[Collected data]
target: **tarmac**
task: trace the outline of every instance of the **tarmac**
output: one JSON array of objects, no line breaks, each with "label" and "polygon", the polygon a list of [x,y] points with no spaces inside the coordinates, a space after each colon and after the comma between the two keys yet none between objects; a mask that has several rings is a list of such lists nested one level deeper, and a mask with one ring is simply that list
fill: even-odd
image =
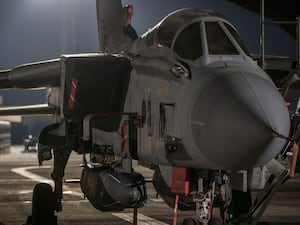
[{"label": "tarmac", "polygon": [[[38,166],[36,153],[23,153],[23,146],[12,146],[10,153],[0,154],[0,225],[22,225],[31,214],[32,190],[39,182],[49,182],[53,161]],[[82,156],[72,153],[65,171],[65,179],[79,179]],[[146,179],[152,170],[135,166]],[[138,210],[139,225],[173,224],[173,209],[157,195],[147,183],[147,205]],[[64,184],[63,212],[57,214],[58,225],[128,225],[132,224],[133,210],[101,212],[84,198],[79,183]],[[177,224],[194,212],[178,212]],[[2,223],[2,224],[1,224]],[[289,180],[276,193],[265,211],[260,224],[300,225],[300,176]]]}]

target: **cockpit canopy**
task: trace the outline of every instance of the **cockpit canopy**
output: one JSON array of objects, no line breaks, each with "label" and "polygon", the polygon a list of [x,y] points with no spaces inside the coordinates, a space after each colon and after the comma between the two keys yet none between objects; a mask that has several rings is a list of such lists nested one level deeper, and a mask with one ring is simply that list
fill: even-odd
[{"label": "cockpit canopy", "polygon": [[202,55],[248,54],[235,28],[223,16],[207,9],[177,10],[143,38],[148,46],[170,48],[188,60]]}]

* [Task details]:
Scan the records above and report every line with the string "trace".

* [Exercise response]:
task: trace the outline of every instance of the **tarmac**
task: trace the outline of every instance of the **cockpit canopy**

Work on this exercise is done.